(Document passage Opens)
Theories of The Black Death - Bubonic Plague Theory

Bubonic Plague Theory

Several possible causes for the bubonic plague (plague spread by fleas) have been advanced for the Black Death; the most prevalent is the Bubonic plague theory. Efficient transmission of Yersinia pestis is generally thought to occur only through the bites of fleas whose mid guts become obstructed by replicating Y. pestis several days after feeding on an infected host. This blockage results in starvation and aggressive feeding behaviour by fleas that repeatedly attempt to clear their blockage by regurgitation, resulting in thousands of plague bacteria being flushed into the feeding site, infecting the host. However, modelling of epizootic plague observed in prairie dogs, suggests that occasional reservoirs of infection such as an infectious carcass, rather than "blocked fleas" are a better explanation for the observed epizootic behaviour of the disease in nature.
(Document passage Closes)
(Excerpted records Opens)
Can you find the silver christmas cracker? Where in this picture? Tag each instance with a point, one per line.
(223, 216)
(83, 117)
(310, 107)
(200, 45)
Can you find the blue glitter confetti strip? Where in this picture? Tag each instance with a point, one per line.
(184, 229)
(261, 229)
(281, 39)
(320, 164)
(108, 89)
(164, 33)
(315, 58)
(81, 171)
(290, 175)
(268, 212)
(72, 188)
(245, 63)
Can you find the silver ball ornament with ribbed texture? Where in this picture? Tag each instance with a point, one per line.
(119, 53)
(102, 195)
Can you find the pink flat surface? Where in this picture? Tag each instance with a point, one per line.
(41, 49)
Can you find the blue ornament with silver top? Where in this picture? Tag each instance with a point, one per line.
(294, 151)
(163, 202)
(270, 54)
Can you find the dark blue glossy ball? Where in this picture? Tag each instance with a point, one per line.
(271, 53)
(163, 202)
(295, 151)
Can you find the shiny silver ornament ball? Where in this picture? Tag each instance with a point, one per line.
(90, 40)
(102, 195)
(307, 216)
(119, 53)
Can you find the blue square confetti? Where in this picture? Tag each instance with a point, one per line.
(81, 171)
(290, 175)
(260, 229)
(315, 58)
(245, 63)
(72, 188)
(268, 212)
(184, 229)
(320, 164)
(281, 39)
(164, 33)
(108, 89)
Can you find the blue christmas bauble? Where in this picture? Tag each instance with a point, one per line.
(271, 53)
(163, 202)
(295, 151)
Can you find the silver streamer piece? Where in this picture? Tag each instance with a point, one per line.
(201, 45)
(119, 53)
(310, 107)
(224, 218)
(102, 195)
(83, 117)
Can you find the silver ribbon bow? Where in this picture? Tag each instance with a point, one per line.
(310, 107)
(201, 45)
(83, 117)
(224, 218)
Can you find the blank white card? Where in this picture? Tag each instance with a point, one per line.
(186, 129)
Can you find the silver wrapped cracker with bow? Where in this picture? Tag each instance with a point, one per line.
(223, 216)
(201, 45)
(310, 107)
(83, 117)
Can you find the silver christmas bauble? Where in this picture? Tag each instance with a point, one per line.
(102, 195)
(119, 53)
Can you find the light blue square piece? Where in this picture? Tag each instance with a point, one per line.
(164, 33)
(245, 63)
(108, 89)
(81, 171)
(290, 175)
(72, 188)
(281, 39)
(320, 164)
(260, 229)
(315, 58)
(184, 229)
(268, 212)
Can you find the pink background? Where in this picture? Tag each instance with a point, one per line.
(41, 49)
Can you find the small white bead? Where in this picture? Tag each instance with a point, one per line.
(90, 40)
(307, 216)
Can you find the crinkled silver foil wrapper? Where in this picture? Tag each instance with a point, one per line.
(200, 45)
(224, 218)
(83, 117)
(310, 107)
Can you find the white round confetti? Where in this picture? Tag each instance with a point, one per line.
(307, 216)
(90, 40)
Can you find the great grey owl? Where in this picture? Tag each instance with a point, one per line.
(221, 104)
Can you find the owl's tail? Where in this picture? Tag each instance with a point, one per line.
(Excerpted records Closes)
◆ **Action item**
Set down, word for word, the passage on the bubonic plague theory from "Several possible causes" up to and including "disease in nature.". The records are independent material with no connection to the passage on the bubonic plague theory.

◆ **Exercise response**
Several possible causes for the bubonic plague (plague spread by fleas) have been advanced for the Black Death; the most prevalent is the Bubonic plague theory. Efficient transmission of Yersinia pestis is generally thought to occur only through the bites of fleas whose mid guts become obstructed by replicating Y. pestis several days after feeding on an infected host. This blockage results in starvation and aggressive feeding behaviour by fleas that repeatedly attempt to clear their blockage by regurgitation, resulting in thousands of plague bacteria being flushed into the feeding site, infecting the host. However, modelling of epizootic plague observed in prairie dogs, suggests that occasional reservoirs of infection such as an infectious carcass, rather than "blocked fleas" are a better explanation for the observed epizootic behaviour of the disease in nature.